## STATED PROBLEM
Copy the records from their start through the line holding "x=415, y=482", inclusive, replacing "front" with "rear" and changing nothing else.

::::::::

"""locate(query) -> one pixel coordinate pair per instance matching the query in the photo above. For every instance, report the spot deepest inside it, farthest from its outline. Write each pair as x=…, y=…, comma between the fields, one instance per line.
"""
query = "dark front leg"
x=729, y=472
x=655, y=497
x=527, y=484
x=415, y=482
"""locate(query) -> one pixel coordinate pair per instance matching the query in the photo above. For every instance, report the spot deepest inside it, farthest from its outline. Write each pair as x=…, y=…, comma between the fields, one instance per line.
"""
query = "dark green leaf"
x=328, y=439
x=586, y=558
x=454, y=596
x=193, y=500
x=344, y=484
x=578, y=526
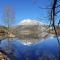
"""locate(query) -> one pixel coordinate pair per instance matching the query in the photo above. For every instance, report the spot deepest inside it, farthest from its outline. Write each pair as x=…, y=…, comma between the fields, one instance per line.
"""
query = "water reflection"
x=46, y=50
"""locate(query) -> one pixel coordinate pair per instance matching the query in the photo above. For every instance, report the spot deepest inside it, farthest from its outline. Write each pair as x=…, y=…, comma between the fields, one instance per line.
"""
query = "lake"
x=47, y=49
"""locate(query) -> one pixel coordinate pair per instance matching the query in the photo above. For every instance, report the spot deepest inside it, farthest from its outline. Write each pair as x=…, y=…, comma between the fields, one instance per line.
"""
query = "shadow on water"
x=43, y=50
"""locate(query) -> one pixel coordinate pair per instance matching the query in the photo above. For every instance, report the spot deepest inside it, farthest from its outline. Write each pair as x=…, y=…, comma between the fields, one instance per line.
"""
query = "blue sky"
x=25, y=9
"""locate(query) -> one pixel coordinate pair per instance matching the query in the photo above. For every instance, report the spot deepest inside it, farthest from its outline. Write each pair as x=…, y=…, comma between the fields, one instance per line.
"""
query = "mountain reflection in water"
x=17, y=50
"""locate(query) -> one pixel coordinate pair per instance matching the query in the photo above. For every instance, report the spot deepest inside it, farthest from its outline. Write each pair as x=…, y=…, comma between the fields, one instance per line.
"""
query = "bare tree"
x=54, y=14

::::::::

## THE REPLY
"""locate(query) -> one pixel coordinate pair per instance matching the query in the photo above. For every instance, report the spot deepest inside it, farthest from its outline. Write each pair as x=…, y=…, comma between the fields, one instance per line.
"""
query = "dark rear leg"
x=729, y=472
x=655, y=497
x=527, y=484
x=415, y=482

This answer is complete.